| Task brief |
Retype all of the records below word for word, leaving out the pictures.

· · · ·

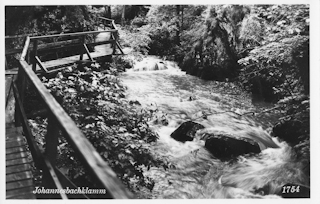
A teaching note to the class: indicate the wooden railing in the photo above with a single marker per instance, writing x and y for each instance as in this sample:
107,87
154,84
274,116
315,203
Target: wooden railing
78,42
58,120
115,35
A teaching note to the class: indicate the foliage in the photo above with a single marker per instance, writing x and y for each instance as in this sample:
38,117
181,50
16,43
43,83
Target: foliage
41,19
136,38
95,99
277,56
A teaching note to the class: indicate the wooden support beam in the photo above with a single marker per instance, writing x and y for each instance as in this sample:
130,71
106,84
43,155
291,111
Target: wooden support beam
87,51
119,47
6,64
50,180
41,65
25,48
35,50
82,51
52,139
73,34
104,176
34,149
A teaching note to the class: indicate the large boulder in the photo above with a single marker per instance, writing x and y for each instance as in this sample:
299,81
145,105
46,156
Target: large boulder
224,146
161,65
291,131
186,131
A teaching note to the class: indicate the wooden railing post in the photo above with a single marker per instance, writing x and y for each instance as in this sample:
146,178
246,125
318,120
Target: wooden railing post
82,41
35,50
21,82
52,139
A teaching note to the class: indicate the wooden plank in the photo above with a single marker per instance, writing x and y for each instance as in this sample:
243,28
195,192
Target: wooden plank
15,149
119,47
70,47
23,196
18,168
100,43
50,179
25,48
65,182
33,147
17,162
16,156
8,86
59,44
18,143
19,176
13,51
105,176
87,51
73,34
15,137
21,193
40,64
107,19
44,47
35,50
52,139
14,129
81,53
74,59
11,72
33,34
19,184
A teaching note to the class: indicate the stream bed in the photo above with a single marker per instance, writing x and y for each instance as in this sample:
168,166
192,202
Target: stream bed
220,107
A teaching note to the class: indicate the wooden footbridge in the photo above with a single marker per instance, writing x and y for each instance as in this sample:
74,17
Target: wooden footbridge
23,156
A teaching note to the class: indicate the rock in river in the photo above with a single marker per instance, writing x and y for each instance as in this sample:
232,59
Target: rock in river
224,146
186,131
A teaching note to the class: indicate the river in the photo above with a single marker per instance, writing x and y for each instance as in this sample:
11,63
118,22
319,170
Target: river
221,107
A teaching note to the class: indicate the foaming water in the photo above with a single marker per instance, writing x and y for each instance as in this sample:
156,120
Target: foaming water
195,173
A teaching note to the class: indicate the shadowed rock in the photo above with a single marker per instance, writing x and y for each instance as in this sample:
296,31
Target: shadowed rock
227,147
186,131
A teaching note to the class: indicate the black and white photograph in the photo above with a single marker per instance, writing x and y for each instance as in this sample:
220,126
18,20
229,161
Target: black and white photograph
196,100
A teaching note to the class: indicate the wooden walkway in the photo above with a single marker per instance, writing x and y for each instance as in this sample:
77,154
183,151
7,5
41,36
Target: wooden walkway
99,51
19,177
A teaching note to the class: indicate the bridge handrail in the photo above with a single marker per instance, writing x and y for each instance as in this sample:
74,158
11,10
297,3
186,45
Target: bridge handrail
59,119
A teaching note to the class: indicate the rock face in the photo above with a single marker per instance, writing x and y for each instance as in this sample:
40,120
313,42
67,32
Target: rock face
290,131
227,147
186,131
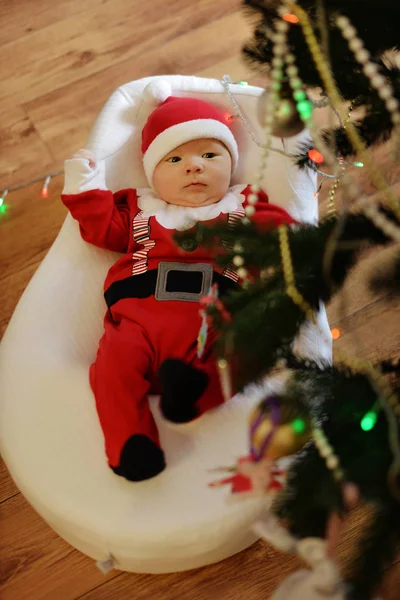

· · · ·

| Problem solution |
A teaching note to the class: indicate the wooden railing in the photo above with a single marker per instance, writing x and y for each instance as in this sample:
107,87
154,84
274,116
315,203
Target: wooden railing
78,42
58,120
115,35
A teaching note to the class: indicate the foliage in the photo above with a single marker per instance, writing x and y for each instance as in this sample:
38,117
181,50
16,43
43,83
Target: foliage
41,19
136,38
95,99
277,56
A teaching note to the class: indicate the wooden support beam in the photo above with a single marker per instance, writing x and y for each instance as in this sample:
130,71
106,84
43,155
291,111
Target: wooden support beam
87,51
119,47
6,64
50,180
41,65
25,48
35,50
82,51
52,139
73,34
104,176
34,149
A teaching note to the class: indicate the large boulder in the photo above with a single marker per instance, writing x and y for each instance as in this sample:
299,81
145,105
46,156
Target: large boulder
224,146
161,65
291,131
186,131
A teaching note to the class: indicate the wooden railing post in the photo above with a single marker per instance, writing x and y for each instance as in this sample:
146,178
246,125
318,120
Target: wooden railing post
82,41
35,50
21,82
52,139
A teaching note to the class: indicate the wooden plank in the photo above with a single marker per instance, writing x and y for each instance as in this sample:
243,28
195,192
Target: wooden plank
15,149
119,47
70,47
23,196
18,168
100,43
50,179
25,48
65,182
33,147
17,162
16,156
8,86
59,44
18,143
19,176
13,51
105,176
87,51
73,34
15,137
21,193
40,64
107,19
44,47
35,50
52,139
14,129
81,53
74,59
11,72
33,34
19,184
A teaching note to the class: indicate the stream bed in the photo above with a single marker per instance, writing x and y for each instance as in this sample:
168,166
192,202
Target: stream bed
220,107
A teaching note to the class: indicate the wooden footbridge in the photo above with a single marker per instance, writing x and y for each instance as in this sample:
74,17
Target: wooden footbridge
23,156
A teaching note to the class: indicate the rock in river in the photo above with a single marker per instance, writing x and y for each instance as in this sample:
232,59
Target: rock in river
224,146
186,131
A teaching note to the class: indicate the river in the photo above with a single marker per instance, writing x and y for each instance as in this sample:
11,63
118,22
319,170
Target: river
221,107
A teaching note to the class: indicate the foaming water in the photo above with a single marker per instance, writing x and y for each instance as in this sample:
156,120
Target: foaming water
195,173
A teaching note to the class: indicate the shadowed rock in the photo above with a single marker per instance, writing x and y for each instance as in this sample:
296,31
Target: shadowed rock
227,147
186,131
A teaching note to the class: indicate the black and white photograph in the photo above with a single marker per instance, writing x and y for each instance as in this sample:
220,126
18,20
229,161
Target: black and white photograph
196,100
A teaching note to the class: indicate the wooden walkway in the photo above with a single marker per instance, writing x and y for each instance as in this sample:
77,154
183,151
7,5
41,36
Target: wooden walkway
99,51
19,177
A teaching note to the class: indicate the bridge handrail in the photo above with a single marker per instance, writing x and y for each instance as in this sample:
74,158
11,10
297,3
186,45
Target: bridge handrail
59,119
A teaching note to the class: indicate the rock face in the photo above with a single marker per instance, writing x and y for each instance as in this sample:
40,120
313,42
67,32
Target: rock face
290,131
227,147
186,131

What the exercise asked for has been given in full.